Copy and paste the following record into the terminal and press Enter:
{"id": 999, "product": "foo", "quantity": 100, "price": 50}
Use Impala shell to query the Kudu database and you should see that the
orders
table was automatically created and contains the record.USE test; SELECT * from orders; foo|50.0|100|999
Troubleshooting¶
HiveServer2 error¶
When you run this connector, you might see the following error message.
java.sql.SQLException: [Cloudera][ImpalaJDBCDriver](500176) Error connecting to HiveServer2, please verify connection settings.
It means you haven’t set an LDAP in Impala or a username and a password for LDAP is not valid.
Not enough live tablet servers¶
When you run this connector, you might see the following error message.
------------------------------------
→ **GIVEN PROBLEM A**
Render the stretch of rows from the line containing "Where can the thin" through the line containing "point(226, 258)" as a numbered list, omitting any blank lines.
→ **GIVEN PROBLEM B**
Write the next part of the Kudu connector troubleshooting text, picking up after its final sentence.

→ **Stored data**
------------------------------------
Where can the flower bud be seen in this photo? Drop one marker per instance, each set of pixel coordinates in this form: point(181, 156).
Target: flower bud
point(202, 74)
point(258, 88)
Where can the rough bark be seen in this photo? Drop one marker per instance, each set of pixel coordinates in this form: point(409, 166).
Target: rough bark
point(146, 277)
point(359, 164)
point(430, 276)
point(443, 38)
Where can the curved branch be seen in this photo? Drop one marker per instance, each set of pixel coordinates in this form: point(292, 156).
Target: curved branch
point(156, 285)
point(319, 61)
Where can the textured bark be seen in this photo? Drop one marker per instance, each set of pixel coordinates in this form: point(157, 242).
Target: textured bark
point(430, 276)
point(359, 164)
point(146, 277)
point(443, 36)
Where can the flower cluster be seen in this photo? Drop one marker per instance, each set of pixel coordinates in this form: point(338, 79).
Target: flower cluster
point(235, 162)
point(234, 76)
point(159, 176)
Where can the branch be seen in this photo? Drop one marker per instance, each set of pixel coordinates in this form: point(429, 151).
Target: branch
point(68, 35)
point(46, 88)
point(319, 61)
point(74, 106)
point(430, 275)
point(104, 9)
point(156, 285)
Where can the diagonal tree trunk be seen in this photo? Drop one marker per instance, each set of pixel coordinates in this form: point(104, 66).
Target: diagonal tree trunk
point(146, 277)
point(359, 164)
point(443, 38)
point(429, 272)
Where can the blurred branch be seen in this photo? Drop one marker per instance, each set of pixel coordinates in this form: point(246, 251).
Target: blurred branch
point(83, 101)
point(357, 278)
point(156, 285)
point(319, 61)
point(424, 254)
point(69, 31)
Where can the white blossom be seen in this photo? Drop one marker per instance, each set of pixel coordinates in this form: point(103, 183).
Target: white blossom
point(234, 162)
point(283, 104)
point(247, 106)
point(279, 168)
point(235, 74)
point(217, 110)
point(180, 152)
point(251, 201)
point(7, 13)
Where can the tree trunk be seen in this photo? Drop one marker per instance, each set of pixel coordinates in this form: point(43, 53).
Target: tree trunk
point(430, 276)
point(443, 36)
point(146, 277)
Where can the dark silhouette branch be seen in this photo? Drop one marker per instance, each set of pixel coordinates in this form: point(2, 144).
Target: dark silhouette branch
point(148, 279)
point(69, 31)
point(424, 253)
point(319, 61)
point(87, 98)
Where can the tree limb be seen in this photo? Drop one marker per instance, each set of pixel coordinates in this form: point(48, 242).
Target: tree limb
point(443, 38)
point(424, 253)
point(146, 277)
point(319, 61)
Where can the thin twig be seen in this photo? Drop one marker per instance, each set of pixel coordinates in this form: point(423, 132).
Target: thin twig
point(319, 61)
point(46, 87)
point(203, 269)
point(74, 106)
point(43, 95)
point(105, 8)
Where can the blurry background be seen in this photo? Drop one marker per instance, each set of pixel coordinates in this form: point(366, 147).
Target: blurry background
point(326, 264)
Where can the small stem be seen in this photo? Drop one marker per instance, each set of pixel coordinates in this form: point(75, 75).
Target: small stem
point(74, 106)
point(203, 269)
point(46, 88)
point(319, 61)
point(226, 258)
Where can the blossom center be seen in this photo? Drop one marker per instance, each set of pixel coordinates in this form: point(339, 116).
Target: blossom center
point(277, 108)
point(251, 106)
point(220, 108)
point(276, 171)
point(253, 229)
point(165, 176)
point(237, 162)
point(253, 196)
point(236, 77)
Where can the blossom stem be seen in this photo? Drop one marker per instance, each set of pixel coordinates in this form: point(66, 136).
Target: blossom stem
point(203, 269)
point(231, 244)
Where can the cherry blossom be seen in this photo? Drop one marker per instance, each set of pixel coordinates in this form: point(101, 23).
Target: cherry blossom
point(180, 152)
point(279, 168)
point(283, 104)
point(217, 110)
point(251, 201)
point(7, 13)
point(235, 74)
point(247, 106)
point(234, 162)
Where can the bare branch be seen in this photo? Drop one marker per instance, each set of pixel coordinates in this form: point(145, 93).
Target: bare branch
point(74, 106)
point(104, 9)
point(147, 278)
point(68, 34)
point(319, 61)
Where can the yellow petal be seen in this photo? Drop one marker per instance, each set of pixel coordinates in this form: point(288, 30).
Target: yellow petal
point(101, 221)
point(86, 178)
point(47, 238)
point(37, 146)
------------------------------------
→ **ANSWER A**
1. Where can the thin twig be seen in this photo? Drop one marker per instance, each set of pixel coordinates in this form: point(423, 132).
2. Target: thin twig
3. point(319, 61)
4. point(46, 87)
5. point(203, 269)
6. point(74, 106)
7. point(43, 95)
8. point(105, 8)
9. Where can the blurry background be seen in this photo? Drop one marker per instance, each set of pixel coordinates in this form: point(366, 147).
10. Target: blurry background
11. point(326, 264)
12. Where can the small stem be seen in this photo? Drop one marker per instance, each set of pixel coordinates in this form: point(75, 75).
13. Target: small stem
14. point(74, 106)
15. point(203, 269)
16. point(46, 88)
17. point(319, 61)
18. point(226, 258)

→ **ANSWER B**
com.cloudera.impala.support.exceptions.GeneralException: [Cloudera][ImpalaJDBCDriver](500051) ERROR processing query/statement. Error Code: 0, SQL state: TStatus(statusCode:ERROR_STATUS, sqlState:HY000, errorMessage:ImpalaRuntimeException: Error creating Kudu table 'impala::test.orders'
CAUSED BY: NonRecoverableException: not enough live tablet servers to create a table with the requested replication factor 3; 1 tablet servers are alive
), Query: CREATE TABLE `orders` (
`id` INT NOT NULL,
`product` STRING NOT NULL,
`quantity` INT NOT NULL,
`price` INT NOT NULL,
PRIMARY KEY(`id`)) PARTITION BY HASH PARTITIONS 2 STORED AS KUDU TBLPROPERTIES ('kudu.num_tablet_replicas' = '3').
It means you don’t have enough tablet servers to support 3 replicas. Either you need to increase your tablet servers to 3 or you can add the following property to your connector.
"kudu.tablet.replicas":"1"